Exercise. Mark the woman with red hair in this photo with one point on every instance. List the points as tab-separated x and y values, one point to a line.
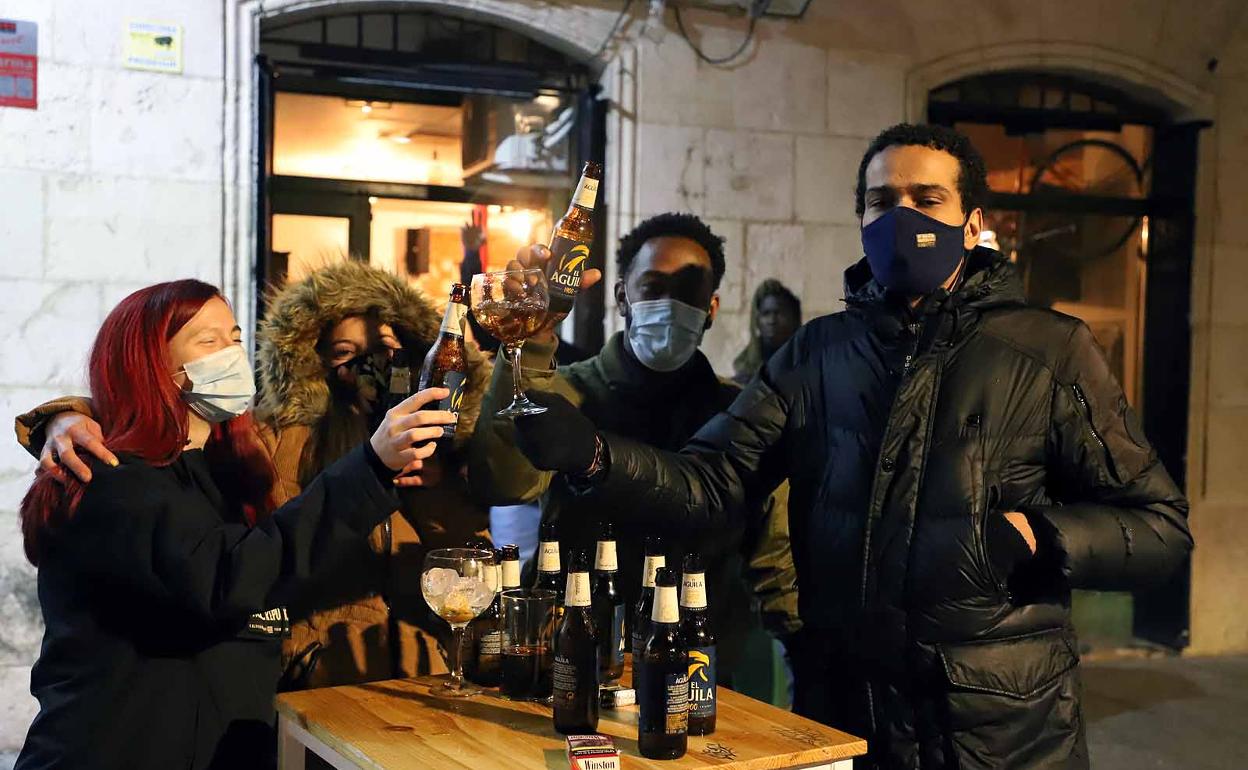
162	582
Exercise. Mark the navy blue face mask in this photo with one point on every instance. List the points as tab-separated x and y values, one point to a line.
910	252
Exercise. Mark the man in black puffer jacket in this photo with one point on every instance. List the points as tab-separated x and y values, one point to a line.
959	462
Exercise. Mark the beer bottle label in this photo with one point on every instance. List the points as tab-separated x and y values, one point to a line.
491	644
677	713
548	557
652	568
702	682
453	382
568	260
511	574
663	698
564	673
693	590
618	634
605	559
587	192
578	590
665	609
452	322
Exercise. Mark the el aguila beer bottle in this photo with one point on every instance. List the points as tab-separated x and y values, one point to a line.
569	245
663	724
444	365
699	642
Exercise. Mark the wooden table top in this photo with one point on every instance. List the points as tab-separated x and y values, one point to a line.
397	725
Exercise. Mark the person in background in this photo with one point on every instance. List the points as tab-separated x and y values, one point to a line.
775	316
652	383
164	580
326	346
959	461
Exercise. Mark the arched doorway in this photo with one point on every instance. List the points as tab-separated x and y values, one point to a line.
1092	195
383	130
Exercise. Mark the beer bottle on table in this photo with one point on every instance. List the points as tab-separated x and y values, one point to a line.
699	640
608	607
575	657
444	365
663	724
511	565
549	572
570	241
484	637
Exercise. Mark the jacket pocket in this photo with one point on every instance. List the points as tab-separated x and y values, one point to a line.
1018	667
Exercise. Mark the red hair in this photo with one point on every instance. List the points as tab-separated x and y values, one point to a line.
141	412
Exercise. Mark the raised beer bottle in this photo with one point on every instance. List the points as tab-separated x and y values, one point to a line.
444	365
483	664
608	607
511	565
575	657
663	724
570	242
549	573
699	642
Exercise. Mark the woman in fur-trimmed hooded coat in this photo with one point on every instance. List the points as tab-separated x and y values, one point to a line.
312	404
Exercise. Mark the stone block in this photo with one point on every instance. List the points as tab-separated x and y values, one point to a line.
810	260
725	340
781	87
1229	282
96	39
132	231
749	175
866	92
55	136
826	171
1227	454
670	165
1232	226
155	126
1228	367
674	87
731	290
1232	121
21	224
46	330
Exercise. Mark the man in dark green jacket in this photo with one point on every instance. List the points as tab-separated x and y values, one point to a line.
959	462
653	385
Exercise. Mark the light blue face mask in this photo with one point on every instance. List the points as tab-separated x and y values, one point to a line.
665	333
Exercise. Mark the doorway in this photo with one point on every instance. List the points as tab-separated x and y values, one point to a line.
393	137
1092	197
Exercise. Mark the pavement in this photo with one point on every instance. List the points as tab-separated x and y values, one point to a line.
1152	713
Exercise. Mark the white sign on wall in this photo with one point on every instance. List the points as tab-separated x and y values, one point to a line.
154	46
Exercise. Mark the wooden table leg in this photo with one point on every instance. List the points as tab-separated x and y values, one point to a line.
290	750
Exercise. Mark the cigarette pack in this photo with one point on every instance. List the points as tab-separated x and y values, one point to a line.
593	753
617	696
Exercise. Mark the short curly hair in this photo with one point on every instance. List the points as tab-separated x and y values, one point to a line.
972	179
675	226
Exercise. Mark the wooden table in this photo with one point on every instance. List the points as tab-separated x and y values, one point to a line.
397	725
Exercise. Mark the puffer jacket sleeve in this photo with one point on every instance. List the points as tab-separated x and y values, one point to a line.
185	555
1120	522
711	482
498	472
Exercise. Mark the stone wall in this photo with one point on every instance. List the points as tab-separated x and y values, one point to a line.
121	179
112	184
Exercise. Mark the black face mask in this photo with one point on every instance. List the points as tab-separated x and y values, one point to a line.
910	252
366	386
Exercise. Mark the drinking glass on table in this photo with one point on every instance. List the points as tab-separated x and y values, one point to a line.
512	306
528	628
457	585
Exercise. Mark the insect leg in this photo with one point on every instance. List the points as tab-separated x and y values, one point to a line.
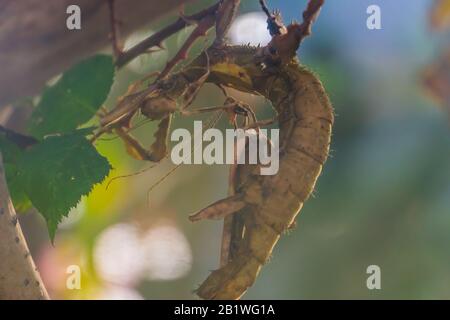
220	209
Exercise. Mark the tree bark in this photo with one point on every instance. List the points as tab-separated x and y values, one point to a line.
19	278
36	45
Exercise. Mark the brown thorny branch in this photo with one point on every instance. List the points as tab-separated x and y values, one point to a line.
19	278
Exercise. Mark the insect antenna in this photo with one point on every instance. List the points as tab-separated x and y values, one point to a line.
131	174
275	23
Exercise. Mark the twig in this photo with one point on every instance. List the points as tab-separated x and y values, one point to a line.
156	39
200	31
309	16
114	30
19	279
225	16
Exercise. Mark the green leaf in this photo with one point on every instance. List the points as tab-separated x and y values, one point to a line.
11	153
75	98
57	172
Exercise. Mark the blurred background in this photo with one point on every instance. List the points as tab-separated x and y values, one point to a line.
383	197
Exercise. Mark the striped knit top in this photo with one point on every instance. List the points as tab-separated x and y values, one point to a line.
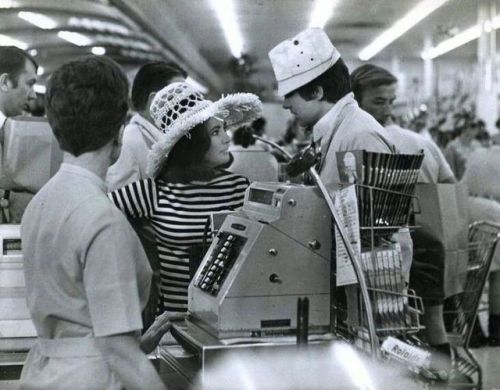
178	214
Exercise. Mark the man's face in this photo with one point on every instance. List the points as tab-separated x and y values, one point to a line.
379	101
307	112
18	96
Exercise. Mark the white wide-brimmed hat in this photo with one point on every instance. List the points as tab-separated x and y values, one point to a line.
179	107
299	60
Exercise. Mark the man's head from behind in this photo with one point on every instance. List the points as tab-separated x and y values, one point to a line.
86	103
310	73
17	78
375	90
151	78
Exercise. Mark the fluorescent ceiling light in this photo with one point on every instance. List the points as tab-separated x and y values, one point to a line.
74	38
39	88
195	84
227	19
98	50
322	11
8	41
420	12
460	39
38	20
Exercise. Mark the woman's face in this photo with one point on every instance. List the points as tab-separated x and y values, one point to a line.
218	153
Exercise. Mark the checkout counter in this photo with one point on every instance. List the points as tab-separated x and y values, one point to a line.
247	319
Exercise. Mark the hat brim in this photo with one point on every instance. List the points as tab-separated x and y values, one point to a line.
296	81
235	110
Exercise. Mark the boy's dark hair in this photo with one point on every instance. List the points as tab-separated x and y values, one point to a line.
86	103
335	83
185	161
370	76
12	62
152	77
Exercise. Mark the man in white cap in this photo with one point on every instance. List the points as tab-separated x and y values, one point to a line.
314	80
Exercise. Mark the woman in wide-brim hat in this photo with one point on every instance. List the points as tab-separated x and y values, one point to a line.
188	181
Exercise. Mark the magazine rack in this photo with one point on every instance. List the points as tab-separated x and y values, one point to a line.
385	186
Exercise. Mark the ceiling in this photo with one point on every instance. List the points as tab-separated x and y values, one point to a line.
188	32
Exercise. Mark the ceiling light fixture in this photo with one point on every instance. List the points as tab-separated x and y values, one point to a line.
74	38
98	50
227	19
8	41
321	13
39	88
39	20
460	39
413	17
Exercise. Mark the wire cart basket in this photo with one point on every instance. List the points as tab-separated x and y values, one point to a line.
461	310
384	204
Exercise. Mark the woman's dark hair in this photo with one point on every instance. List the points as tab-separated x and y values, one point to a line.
86	103
241	137
185	162
335	83
152	77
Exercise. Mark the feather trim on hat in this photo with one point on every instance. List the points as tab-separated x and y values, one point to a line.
235	109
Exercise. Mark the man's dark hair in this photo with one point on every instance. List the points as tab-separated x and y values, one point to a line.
152	77
86	103
13	61
370	76
335	83
185	161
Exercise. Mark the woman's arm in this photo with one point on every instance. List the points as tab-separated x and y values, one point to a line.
136	199
130	365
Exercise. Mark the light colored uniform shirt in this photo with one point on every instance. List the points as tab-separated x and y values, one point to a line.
138	137
87	277
346	127
435	168
482	176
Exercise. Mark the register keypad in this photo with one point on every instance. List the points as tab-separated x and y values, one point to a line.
220	262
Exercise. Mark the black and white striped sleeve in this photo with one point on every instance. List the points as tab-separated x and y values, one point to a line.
137	199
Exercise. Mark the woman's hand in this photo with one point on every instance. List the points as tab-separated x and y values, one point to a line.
161	325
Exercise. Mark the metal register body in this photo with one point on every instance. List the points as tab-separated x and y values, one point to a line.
277	249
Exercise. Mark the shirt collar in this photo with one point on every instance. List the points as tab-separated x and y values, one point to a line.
3	118
331	118
80	171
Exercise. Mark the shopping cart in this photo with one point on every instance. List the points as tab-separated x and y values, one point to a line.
461	310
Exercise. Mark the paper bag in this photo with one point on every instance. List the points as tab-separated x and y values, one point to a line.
443	233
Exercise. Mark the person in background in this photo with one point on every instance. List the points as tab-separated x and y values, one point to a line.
314	81
375	90
87	276
459	149
482	177
141	133
186	180
17	79
138	137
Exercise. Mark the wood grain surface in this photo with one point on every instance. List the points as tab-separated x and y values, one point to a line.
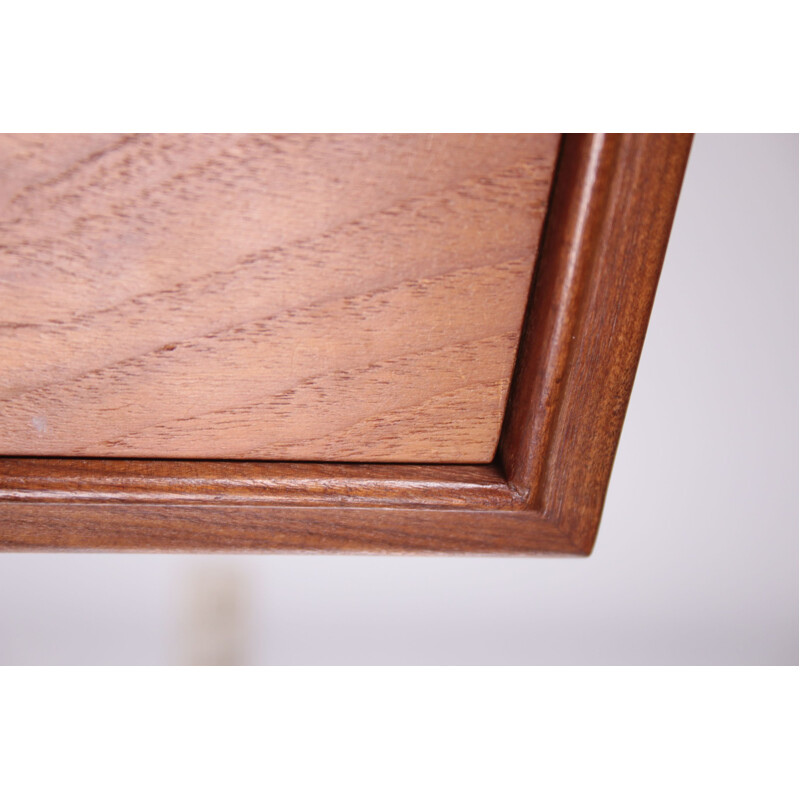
283	297
608	226
606	233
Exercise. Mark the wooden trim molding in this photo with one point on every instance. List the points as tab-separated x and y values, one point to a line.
606	232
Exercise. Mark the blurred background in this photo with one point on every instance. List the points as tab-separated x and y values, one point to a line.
696	560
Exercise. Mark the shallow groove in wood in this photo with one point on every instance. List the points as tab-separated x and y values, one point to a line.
264	296
250	483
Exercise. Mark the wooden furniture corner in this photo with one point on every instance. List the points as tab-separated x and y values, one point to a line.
605	235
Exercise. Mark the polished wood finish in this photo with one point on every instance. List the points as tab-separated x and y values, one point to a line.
606	232
294	298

------------

Write out word for word every line from the line with "Exercise. Mark the wood grain" through the final line of the records, both included, skipping the pictures.

Exercise. Mark the wood grain surface in this photo with one point on every instance. List the points as tab-separated x and y values, one point to a line.
283	297
608	226
606	233
Exercise. Mark the wooden trim molding in this photo with one point on every instance. List the points as tab-separated x and y values, one point to a line.
606	232
Exercise. Mark the blurred background in this photo with one point on every instance. List the points as tab-separated x and y values, one point to a line.
696	560
Exercise. Mark the shallow groove in wood in this photo with one point on every instance. List the points as tab-separated x and y values, one point to a line.
264	296
250	483
Exercise. Mark the wooden furniture corner in this photo with one point on every instance. List the points as tab-separated x and y values, one point to a line.
605	235
Exercise. Mark the polished wood finish in this photo with one point on every instance. List the points as tab-separated x and y values, one point to a line.
606	232
294	298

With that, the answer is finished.